▸ **WHAT YOU NEED TO DO**: Pictures should be excluded; otherwise, copy every entry exactly.

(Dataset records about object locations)
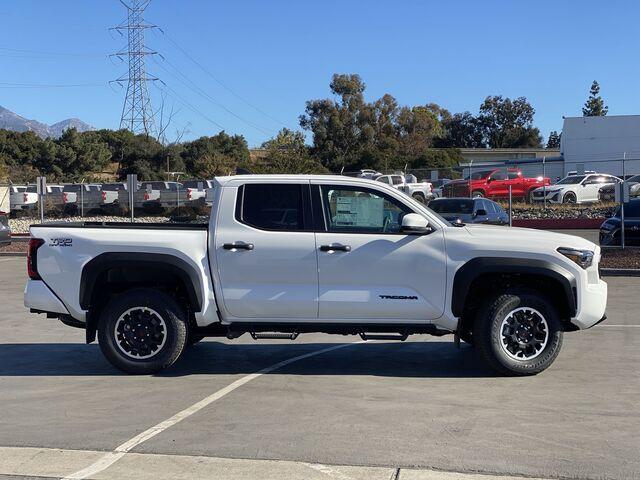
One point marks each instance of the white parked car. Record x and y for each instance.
(285, 255)
(196, 190)
(575, 189)
(421, 191)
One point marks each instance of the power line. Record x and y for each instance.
(49, 85)
(219, 82)
(137, 114)
(193, 87)
(177, 97)
(57, 54)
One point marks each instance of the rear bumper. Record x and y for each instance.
(38, 296)
(593, 303)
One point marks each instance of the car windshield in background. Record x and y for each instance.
(631, 210)
(572, 180)
(113, 187)
(447, 205)
(479, 175)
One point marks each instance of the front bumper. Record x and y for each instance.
(552, 197)
(593, 303)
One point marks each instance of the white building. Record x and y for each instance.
(602, 144)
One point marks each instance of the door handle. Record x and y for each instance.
(335, 248)
(238, 246)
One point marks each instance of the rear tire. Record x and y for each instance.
(569, 197)
(142, 331)
(518, 333)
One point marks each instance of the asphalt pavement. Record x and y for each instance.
(367, 410)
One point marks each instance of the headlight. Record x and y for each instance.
(584, 258)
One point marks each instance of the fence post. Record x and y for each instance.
(622, 239)
(41, 189)
(544, 184)
(510, 208)
(132, 185)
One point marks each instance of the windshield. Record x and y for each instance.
(479, 175)
(631, 210)
(450, 205)
(571, 180)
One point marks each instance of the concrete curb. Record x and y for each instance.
(620, 272)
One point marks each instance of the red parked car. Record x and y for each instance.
(494, 183)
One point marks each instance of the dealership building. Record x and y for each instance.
(608, 144)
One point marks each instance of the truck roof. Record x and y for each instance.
(222, 181)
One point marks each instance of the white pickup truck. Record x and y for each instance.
(287, 255)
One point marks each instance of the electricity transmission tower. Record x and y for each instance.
(137, 114)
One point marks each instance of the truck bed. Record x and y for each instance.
(124, 225)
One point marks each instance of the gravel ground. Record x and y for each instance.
(523, 211)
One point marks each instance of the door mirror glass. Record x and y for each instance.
(415, 224)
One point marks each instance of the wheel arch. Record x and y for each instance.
(134, 269)
(479, 275)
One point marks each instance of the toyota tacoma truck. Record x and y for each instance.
(287, 255)
(495, 183)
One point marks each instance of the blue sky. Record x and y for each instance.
(274, 55)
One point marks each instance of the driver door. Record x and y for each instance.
(368, 268)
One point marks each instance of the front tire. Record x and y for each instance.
(569, 197)
(142, 331)
(518, 333)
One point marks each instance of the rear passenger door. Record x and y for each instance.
(266, 252)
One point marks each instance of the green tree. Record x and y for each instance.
(351, 133)
(287, 153)
(220, 154)
(507, 123)
(341, 129)
(554, 140)
(462, 130)
(594, 106)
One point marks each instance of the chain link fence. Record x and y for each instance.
(587, 192)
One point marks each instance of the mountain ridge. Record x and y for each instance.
(12, 121)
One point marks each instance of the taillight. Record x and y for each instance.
(32, 258)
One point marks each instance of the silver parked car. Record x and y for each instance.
(5, 230)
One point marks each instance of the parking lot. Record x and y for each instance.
(363, 410)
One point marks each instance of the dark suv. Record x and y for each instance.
(610, 230)
(470, 210)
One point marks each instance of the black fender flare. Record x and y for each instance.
(170, 263)
(476, 267)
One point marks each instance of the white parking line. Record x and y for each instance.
(620, 326)
(112, 457)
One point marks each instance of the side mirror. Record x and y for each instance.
(414, 224)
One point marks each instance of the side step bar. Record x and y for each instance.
(274, 335)
(381, 336)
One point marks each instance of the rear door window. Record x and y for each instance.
(361, 210)
(271, 206)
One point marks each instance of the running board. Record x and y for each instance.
(274, 335)
(377, 336)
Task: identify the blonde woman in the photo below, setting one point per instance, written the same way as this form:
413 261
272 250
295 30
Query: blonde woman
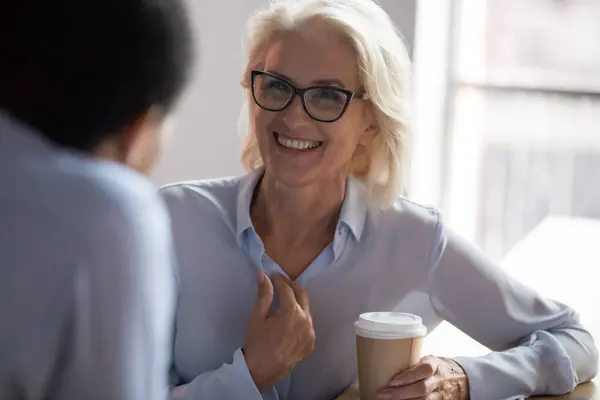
327 84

▸ **WORKED ANSWER**:
One point marks each instance of the white parked car. Record x and y for each instance.
(285, 255)
(196, 190)
(575, 189)
(421, 191)
One point marks each instance of the power line. Record x and y for each instance.
(49, 85)
(219, 82)
(137, 114)
(193, 87)
(177, 97)
(57, 54)
One point marks each instance of the rear bumper. Record x and y for each instance.
(38, 296)
(593, 303)
One point marks each instance of the car windshield in background. Record x and y for each instance.
(631, 210)
(572, 180)
(113, 187)
(447, 205)
(479, 175)
One point marks each instance of the front bumper. Record x and y for each instance.
(552, 197)
(593, 303)
One point marks each instance of the white building. Record x and y for each instance.
(602, 144)
One point marks each instance of the door handle. Record x and y for each instance.
(335, 248)
(238, 246)
One point marks each instance of the rear tire. Record x and y for each instance.
(569, 197)
(142, 331)
(518, 333)
One point marks each instance of the asphalt pavement. Record x and y for each instance.
(367, 410)
One point marks each instance of the headlight. Record x and y for each instance.
(584, 258)
One point marks each instance of the fence post. Record x and y for each instance.
(622, 239)
(41, 189)
(544, 184)
(510, 208)
(132, 185)
One point marks each instance of the windshield. Record x and y for each instance.
(479, 175)
(631, 210)
(450, 205)
(571, 180)
One point marks each instance of the concrete curb. Record x and y for each instance.
(620, 272)
One point marks each instance of the red parked car. Record x and y for each instance.
(494, 183)
One point marks each instance of the dealership building. Record x and y for each instance.
(608, 144)
One point marks each instance of the truck roof. Record x and y for each instance.
(222, 181)
One point marks each instance of the white pickup truck. Record x and y for each instance.
(287, 255)
One point marks each instance of the electricity transmission tower. Record x and y for each instance.
(137, 114)
One point marks each instance of the truck bed. Record x and y for each instance.
(124, 225)
One point marks each instance of the gravel ground. Record x and y for each instance.
(523, 211)
One point marks each instance of the door mirror glass. Record x and y for each instance.
(415, 224)
One point marks each instance of the wheel arch. Record x and y for each instance.
(134, 269)
(479, 275)
One point marks each instance of the toyota tacoma truck. Record x and y for each instance.
(287, 255)
(495, 183)
One point marks each instance of the blue sky. Record x and y for each instance.
(274, 55)
One point marks each instance of the driver door. Record x and y for each instance.
(368, 268)
One point marks each instance of the front tire. Record x and y for each instance.
(569, 197)
(142, 331)
(518, 333)
One point marks each instance of the rear passenger door. Record x and y for each instance.
(266, 252)
One point marks each instance of the green tree. Record x and y for each instance.
(351, 133)
(287, 153)
(220, 154)
(507, 123)
(341, 129)
(554, 140)
(462, 130)
(594, 106)
One point marks each instance of the chain link fence. Record x and y for each instance.
(587, 192)
One point marks each instance of the mountain ridge. Record x and y for each instance.
(12, 121)
One point marks each instance of the taillight. Record x and y for each instance.
(32, 258)
One point marks each instance of the silver parked car. Record x and y for each instance.
(5, 230)
One point marks each instance of the parking lot. Record x and y for each instance.
(363, 410)
One point marks each instance of the dark suv. Record x and y for each instance.
(610, 230)
(470, 210)
One point marks each instance of the black fender flare. Record x and y for each instance.
(170, 263)
(476, 267)
One point marks each instance of the white parking line. Record x and y for each instance.
(620, 326)
(112, 457)
One point marks each instance of the side mirror. Record x and y for each instance.
(414, 224)
One point marks each instance of the side step bar. Record x and y for each instance.
(274, 335)
(381, 336)
One point marks each instance of the rear door window. Record x and y for each instance.
(361, 210)
(271, 206)
One point marks each instance of the running board. Record x and y for each instance.
(274, 335)
(377, 336)
Task: identify the blonde woman in the photo below, setting one point per instance, written the same way as this form:
413 261
272 250
295 30
Query: blonde woman
327 84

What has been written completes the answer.